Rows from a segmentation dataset
= = = = = = =

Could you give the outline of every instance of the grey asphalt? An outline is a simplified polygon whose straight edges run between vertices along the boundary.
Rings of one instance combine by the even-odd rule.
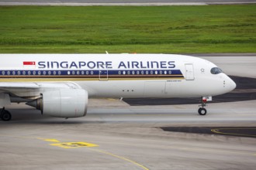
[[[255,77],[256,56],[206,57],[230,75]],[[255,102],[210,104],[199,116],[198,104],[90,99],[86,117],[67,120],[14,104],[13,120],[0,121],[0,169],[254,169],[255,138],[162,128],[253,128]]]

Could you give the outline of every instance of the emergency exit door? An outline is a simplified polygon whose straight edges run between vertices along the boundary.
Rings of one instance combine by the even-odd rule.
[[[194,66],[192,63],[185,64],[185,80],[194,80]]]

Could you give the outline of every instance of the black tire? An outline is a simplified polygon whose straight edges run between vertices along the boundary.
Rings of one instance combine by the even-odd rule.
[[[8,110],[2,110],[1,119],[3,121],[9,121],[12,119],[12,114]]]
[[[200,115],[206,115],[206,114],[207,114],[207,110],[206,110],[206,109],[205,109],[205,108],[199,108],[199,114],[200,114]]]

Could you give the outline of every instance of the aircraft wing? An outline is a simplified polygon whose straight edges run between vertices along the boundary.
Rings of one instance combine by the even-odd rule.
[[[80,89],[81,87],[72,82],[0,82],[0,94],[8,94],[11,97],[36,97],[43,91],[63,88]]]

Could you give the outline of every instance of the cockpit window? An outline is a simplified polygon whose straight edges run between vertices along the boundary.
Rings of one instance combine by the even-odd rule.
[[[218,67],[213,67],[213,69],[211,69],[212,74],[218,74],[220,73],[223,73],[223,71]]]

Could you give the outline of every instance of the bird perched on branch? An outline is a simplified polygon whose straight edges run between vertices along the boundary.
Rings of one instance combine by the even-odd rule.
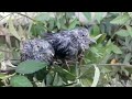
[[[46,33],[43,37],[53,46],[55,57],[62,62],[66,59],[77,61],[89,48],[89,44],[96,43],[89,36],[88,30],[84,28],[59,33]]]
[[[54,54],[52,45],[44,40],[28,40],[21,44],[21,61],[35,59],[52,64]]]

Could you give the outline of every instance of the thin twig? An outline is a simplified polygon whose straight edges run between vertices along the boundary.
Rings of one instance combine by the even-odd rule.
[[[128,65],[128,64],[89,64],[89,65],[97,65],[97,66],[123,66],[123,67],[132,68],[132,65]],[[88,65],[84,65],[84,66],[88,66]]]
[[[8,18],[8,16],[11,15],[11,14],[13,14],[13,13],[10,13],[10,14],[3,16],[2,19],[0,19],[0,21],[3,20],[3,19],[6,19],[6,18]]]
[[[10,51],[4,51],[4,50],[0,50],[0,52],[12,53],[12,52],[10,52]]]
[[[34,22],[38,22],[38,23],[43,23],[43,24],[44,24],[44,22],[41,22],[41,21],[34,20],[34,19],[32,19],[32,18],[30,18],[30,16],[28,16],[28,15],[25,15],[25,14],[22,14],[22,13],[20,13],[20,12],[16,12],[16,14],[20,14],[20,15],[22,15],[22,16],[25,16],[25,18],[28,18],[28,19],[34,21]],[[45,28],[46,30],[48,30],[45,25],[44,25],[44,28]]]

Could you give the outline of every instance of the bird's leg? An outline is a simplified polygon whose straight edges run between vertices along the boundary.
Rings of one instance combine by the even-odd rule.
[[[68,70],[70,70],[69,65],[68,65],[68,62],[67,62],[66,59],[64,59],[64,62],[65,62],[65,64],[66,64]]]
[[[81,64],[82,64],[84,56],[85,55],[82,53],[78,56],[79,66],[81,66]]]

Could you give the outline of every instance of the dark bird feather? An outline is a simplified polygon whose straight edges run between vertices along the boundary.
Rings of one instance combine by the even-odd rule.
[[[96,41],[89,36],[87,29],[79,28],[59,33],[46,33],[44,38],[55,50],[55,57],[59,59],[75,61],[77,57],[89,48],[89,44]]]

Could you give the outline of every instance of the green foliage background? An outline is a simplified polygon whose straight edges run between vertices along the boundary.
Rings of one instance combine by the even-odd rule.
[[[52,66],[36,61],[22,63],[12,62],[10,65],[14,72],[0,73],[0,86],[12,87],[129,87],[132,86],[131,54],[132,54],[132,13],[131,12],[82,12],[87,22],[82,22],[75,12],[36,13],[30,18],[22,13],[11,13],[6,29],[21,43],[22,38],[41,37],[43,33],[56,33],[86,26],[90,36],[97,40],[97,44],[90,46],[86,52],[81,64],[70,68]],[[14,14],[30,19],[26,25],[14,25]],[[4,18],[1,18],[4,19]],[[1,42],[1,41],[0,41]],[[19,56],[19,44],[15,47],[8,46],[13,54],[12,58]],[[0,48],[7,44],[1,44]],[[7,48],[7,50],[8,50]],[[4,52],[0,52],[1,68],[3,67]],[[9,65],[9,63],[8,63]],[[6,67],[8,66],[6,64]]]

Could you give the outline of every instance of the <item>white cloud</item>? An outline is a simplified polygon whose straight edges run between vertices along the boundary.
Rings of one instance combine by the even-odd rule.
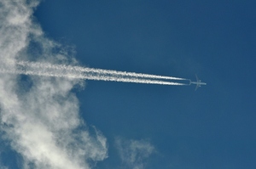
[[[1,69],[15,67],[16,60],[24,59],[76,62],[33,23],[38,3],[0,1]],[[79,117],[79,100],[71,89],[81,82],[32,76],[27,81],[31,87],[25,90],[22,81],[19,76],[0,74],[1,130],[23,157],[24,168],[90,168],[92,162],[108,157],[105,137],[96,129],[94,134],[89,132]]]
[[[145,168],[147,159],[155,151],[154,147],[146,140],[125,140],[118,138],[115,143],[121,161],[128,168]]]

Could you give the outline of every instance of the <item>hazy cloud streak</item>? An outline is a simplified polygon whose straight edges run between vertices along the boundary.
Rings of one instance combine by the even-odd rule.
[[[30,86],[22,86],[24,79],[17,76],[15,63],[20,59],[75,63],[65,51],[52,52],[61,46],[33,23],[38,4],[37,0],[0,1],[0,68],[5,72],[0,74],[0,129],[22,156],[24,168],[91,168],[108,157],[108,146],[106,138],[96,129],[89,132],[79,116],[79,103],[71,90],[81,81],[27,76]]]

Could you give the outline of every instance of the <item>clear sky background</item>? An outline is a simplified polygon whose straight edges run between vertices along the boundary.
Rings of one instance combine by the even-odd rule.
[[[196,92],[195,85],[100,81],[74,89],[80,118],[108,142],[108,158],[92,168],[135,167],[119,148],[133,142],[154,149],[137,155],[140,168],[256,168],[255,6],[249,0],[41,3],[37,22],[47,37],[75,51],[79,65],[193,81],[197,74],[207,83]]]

= = = = = = =

Your instructions:
Please give all the rows above as a JSON list of strings, with one string for each line and no blank lines. Leave the pictures out.

Answer:
[
  "Could you give the outline of every instance of the grey asphalt? An outline is a simplified polygon whose straight edges run between vertices along the boundary.",
  "Rings of one instance combine by the even-odd rule.",
  "[[[255,77],[256,56],[206,57],[230,75]],[[255,102],[210,104],[199,116],[198,104],[90,99],[86,117],[67,120],[14,104],[13,120],[0,121],[0,169],[254,169],[255,138],[162,128],[253,128]]]",
  "Could you give the outline of every instance of the emergency exit door? An outline is a simplified polygon whose straight edges run between vertices along the boundary.",
  "Rings of one instance combine by the even-odd rule.",
  "[[[194,66],[192,63],[185,64],[185,80],[194,80]]]",
  "Could you give the outline of every instance of the black tire? An outline is a simplified polygon whose straight edges run between vertices along the boundary.",
  "Rings of one instance combine by the even-odd rule.",
  "[[[8,110],[2,110],[1,119],[3,121],[9,121],[12,119],[12,114]]]",
  "[[[200,115],[206,115],[206,114],[207,114],[207,110],[206,110],[206,109],[205,109],[205,108],[199,108],[199,114],[200,114]]]",
  "Could you give the outline of every instance of the aircraft wing? An outline is a simplified polygon whose straight edges run between vertices along the boundary.",
  "Rings of one instance combine by the even-odd rule.",
  "[[[80,89],[81,87],[72,82],[0,82],[0,94],[8,94],[11,97],[36,97],[43,91],[63,88]]]",
  "Could you give the outline of every instance of the cockpit window? An outline is a simplified polygon whose straight edges run between vertices along the boundary.",
  "Rings of one instance combine by the even-odd rule.",
  "[[[218,67],[213,67],[213,69],[211,69],[212,74],[218,74],[220,73],[223,73],[223,71]]]",
  "Could you give the outline of every instance of the bird perched on branch? An outline is a simplified polygon whose straight edges run between vertices along the boundary.",
  "Rings of one instance combine by the even-odd rule.",
  "[[[46,33],[43,37],[53,46],[55,57],[62,62],[66,59],[77,61],[89,48],[89,44],[96,43],[89,36],[88,30],[84,28],[59,33]]]",
  "[[[54,54],[52,45],[44,40],[28,40],[21,44],[21,61],[35,59],[52,64]]]",
  "Could you give the outline of every instance of the thin twig? An outline is a simplified polygon whose straight edges run between vertices along the boundary.",
  "Rings of one instance combine by the even-odd rule.",
  "[[[128,65],[128,64],[89,64],[89,65],[97,65],[97,66],[123,66],[123,67],[132,68],[132,65]],[[88,65],[84,65],[84,66],[88,66]]]",
  "[[[8,18],[8,16],[11,15],[11,14],[13,14],[13,13],[10,13],[10,14],[3,16],[2,19],[0,19],[0,21],[3,20],[3,19],[6,19],[6,18]]]",
  "[[[10,51],[4,51],[4,50],[0,50],[0,52],[12,53],[12,52],[10,52]]]",
  "[[[34,22],[38,22],[38,23],[43,23],[43,24],[44,24],[44,22],[41,22],[41,21],[34,20],[34,19],[32,19],[32,18],[30,18],[30,16],[28,16],[28,15],[25,15],[25,14],[22,14],[22,13],[20,13],[20,12],[16,12],[16,14],[20,14],[20,15],[22,15],[22,16],[25,16],[25,18],[28,18],[28,19],[34,21]],[[45,28],[46,30],[48,30],[45,25],[44,25],[44,28]]]",
  "Could you give the outline of every instance of the bird's leg? An outline is a simplified polygon whose straight edges run between vertices along the boundary.",
  "Rings of one instance combine by the even-odd rule.",
  "[[[68,70],[70,70],[69,65],[68,65],[68,62],[67,62],[66,59],[64,59],[64,62],[65,62],[65,64],[66,64]]]",
  "[[[81,64],[82,64],[84,56],[85,55],[82,53],[78,56],[79,66],[81,66]]]",
  "Could you give the outline of every instance of the dark bird feather? An outline is a simplified polygon whose straight edges run between vertices along the boundary.",
  "Rings of one instance combine by the even-odd rule.",
  "[[[96,41],[89,36],[87,29],[79,28],[59,33],[46,33],[44,38],[55,50],[55,57],[59,59],[75,61],[77,57],[89,48],[89,44]]]",
  "Could you give the outline of every instance of the green foliage background? An outline is a simplified polygon whose straight edges run between vertices along the boundary.",
  "Rings of one instance combine by the even-odd rule.",
  "[[[52,66],[36,61],[22,63],[12,62],[10,65],[14,72],[0,73],[0,86],[12,87],[129,87],[132,86],[131,54],[132,54],[132,13],[131,12],[82,12],[87,22],[82,22],[75,12],[36,13],[30,18],[22,13],[11,13],[6,29],[21,43],[22,38],[41,37],[43,33],[56,33],[86,26],[90,36],[97,40],[97,44],[90,46],[86,52],[81,64],[70,68]],[[14,14],[30,19],[26,25],[14,25]],[[4,18],[1,18],[4,19]],[[1,42],[1,41],[0,41]],[[19,56],[19,44],[15,47],[8,46],[13,54],[12,58]],[[0,48],[7,44],[1,44]],[[7,48],[7,50],[8,50]],[[4,52],[0,52],[1,68],[3,67]],[[9,65],[9,63],[8,63]],[[6,67],[8,66],[6,64]]]",
  "Could you give the outline of every instance of the <item>white cloud</item>? An outline is a simplified polygon whose straight edges run between vertices along the boundary.",
  "Rings of one instance combine by the even-odd rule.",
  "[[[1,69],[15,67],[16,60],[24,59],[76,62],[33,23],[38,3],[0,1]],[[79,117],[79,100],[71,89],[81,82],[32,76],[27,81],[31,87],[25,90],[22,81],[19,76],[0,74],[1,130],[23,157],[24,168],[90,168],[92,162],[108,157],[105,137],[96,129],[94,134],[89,132]]]",
  "[[[145,168],[147,159],[155,151],[154,147],[146,140],[125,140],[118,138],[115,143],[121,161],[128,168]]]",
  "Could you give the outline of every instance of the <item>hazy cloud streak</item>? An outline is a simplified polygon whose straight edges run between vertices along the boundary.",
  "Rings of one instance combine by the even-odd rule.",
  "[[[30,86],[22,86],[24,79],[17,76],[15,63],[20,59],[75,63],[65,51],[52,52],[61,46],[33,23],[38,4],[37,0],[0,1],[0,68],[5,72],[0,74],[0,129],[22,156],[24,168],[91,168],[108,157],[108,146],[106,138],[96,129],[89,132],[79,116],[79,103],[71,90],[81,81],[27,76]]]",
  "Could you give the outline of every instance of the <item>clear sky background</item>? An outline is a simplified polygon whose straight edges run between vertices along the boundary.",
  "Rings of one instance combine by the even-odd rule.",
  "[[[196,92],[195,85],[100,81],[74,89],[80,118],[108,142],[108,158],[92,168],[135,167],[119,148],[133,142],[154,149],[137,155],[140,168],[256,168],[255,6],[249,0],[41,3],[37,22],[47,37],[75,51],[79,65],[193,81],[197,74],[207,83]]]"
]